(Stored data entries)
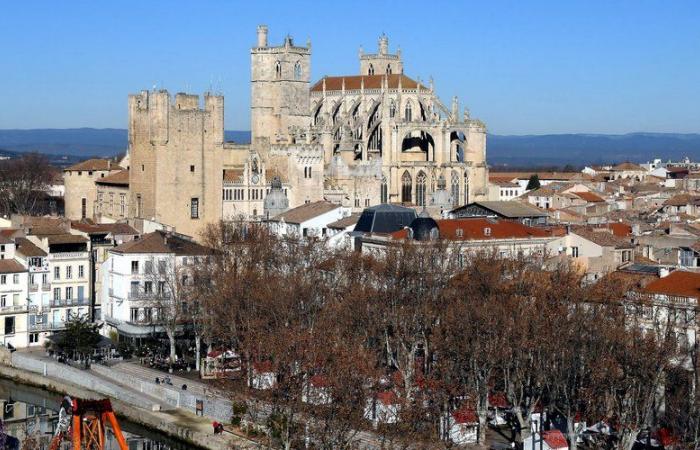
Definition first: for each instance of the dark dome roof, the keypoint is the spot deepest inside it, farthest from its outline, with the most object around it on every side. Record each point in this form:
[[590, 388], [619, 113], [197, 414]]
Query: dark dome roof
[[384, 218], [424, 228]]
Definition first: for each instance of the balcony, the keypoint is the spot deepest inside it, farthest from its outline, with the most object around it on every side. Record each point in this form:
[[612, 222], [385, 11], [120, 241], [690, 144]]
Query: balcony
[[47, 326], [70, 302], [13, 309], [68, 255]]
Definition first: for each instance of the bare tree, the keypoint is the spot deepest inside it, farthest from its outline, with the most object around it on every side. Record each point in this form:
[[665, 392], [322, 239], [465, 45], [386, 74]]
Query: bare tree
[[24, 182]]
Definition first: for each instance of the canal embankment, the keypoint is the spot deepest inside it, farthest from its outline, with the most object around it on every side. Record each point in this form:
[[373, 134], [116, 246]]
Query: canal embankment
[[145, 409]]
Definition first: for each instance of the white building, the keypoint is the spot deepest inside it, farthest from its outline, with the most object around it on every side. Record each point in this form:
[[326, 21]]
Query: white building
[[13, 301], [135, 272], [311, 219]]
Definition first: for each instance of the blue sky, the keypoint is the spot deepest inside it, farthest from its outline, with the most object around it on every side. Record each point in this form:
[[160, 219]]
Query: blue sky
[[523, 67]]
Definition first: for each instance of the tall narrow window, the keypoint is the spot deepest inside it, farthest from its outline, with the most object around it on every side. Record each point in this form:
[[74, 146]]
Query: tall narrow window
[[194, 208], [455, 188], [384, 193], [406, 188], [420, 189], [466, 188]]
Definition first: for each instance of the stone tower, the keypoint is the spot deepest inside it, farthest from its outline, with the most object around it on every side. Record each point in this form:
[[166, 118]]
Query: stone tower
[[279, 91], [175, 147], [382, 62]]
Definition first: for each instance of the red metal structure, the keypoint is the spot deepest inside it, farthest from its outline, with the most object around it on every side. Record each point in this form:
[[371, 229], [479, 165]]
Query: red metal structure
[[87, 426]]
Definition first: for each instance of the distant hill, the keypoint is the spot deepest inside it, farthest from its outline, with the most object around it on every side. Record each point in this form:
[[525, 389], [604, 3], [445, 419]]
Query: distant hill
[[558, 149], [554, 149], [80, 142]]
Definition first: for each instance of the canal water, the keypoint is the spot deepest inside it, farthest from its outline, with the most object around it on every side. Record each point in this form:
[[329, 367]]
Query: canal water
[[30, 414]]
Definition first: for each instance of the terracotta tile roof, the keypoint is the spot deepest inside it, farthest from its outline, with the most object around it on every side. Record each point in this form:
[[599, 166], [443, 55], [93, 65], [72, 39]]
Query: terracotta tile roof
[[28, 248], [66, 239], [682, 200], [388, 398], [678, 283], [553, 176], [465, 415], [473, 229], [555, 440], [589, 197], [11, 266], [103, 228], [305, 212], [603, 237], [626, 166], [94, 164], [162, 242], [620, 229], [120, 178], [353, 82], [233, 175], [345, 221]]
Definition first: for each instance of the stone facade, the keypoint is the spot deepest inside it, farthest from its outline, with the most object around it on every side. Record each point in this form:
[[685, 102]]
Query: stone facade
[[356, 140]]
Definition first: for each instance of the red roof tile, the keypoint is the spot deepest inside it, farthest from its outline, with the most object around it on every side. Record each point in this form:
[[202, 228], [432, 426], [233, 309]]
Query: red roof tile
[[555, 439], [678, 283], [465, 415]]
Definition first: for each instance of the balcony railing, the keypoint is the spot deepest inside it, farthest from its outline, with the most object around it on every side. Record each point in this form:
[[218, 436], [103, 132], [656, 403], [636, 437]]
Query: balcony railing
[[70, 302], [47, 326], [68, 255], [13, 309]]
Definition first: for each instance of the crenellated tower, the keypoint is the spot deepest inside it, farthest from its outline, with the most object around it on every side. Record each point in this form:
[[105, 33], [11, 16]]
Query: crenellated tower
[[280, 78]]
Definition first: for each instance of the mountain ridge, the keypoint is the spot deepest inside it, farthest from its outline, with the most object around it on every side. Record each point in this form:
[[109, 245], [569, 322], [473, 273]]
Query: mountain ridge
[[559, 148]]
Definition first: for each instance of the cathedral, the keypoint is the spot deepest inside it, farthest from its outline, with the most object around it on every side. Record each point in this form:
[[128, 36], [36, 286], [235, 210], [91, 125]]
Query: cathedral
[[378, 136]]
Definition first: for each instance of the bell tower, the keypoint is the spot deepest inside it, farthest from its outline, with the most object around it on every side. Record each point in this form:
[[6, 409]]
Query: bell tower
[[280, 78]]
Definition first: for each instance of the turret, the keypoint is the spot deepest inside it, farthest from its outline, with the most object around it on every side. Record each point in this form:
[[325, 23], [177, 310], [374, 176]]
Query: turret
[[262, 35]]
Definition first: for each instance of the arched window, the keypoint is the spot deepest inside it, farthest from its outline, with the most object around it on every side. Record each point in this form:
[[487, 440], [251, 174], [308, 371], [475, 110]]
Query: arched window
[[466, 188], [420, 189], [384, 191], [406, 188], [454, 188]]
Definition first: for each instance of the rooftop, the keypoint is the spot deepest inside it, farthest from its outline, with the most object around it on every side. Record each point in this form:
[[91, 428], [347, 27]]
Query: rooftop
[[11, 266], [677, 283], [120, 178], [509, 209], [93, 164], [603, 237], [305, 212], [162, 242], [354, 82]]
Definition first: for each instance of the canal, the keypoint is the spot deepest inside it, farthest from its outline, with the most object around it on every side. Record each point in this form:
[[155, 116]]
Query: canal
[[30, 414]]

- _Exercise brief_
All lines in the data above from the one with "[[128, 36], [36, 286], [235, 210], [91, 125]]" through the one with "Definition first: for each instance of the arched" must be repeated exactly, and no others.

- _Completed task_
[[128, 36], [36, 286], [235, 210], [91, 125]]
Query: cathedral
[[378, 136]]
Definition first: for each instance of the bell tower, the keypoint is the spot deepest inside it, farthest from its outline, with the most object around it on every side. Record each point in this form:
[[6, 409]]
Query: bell tower
[[280, 78]]
Definition first: for each instance of the turret, the keypoint is the spot deepest inside it, farthest from its outline, with the most object around it on every side. Record each point in this form:
[[325, 23], [177, 310], [374, 176]]
Query: turret
[[262, 35]]
Definition first: for each instance of the arched window, the keypoint is the spot deepest inside it, farthest from its outline, with the most object around it on every side. Record each point in this form:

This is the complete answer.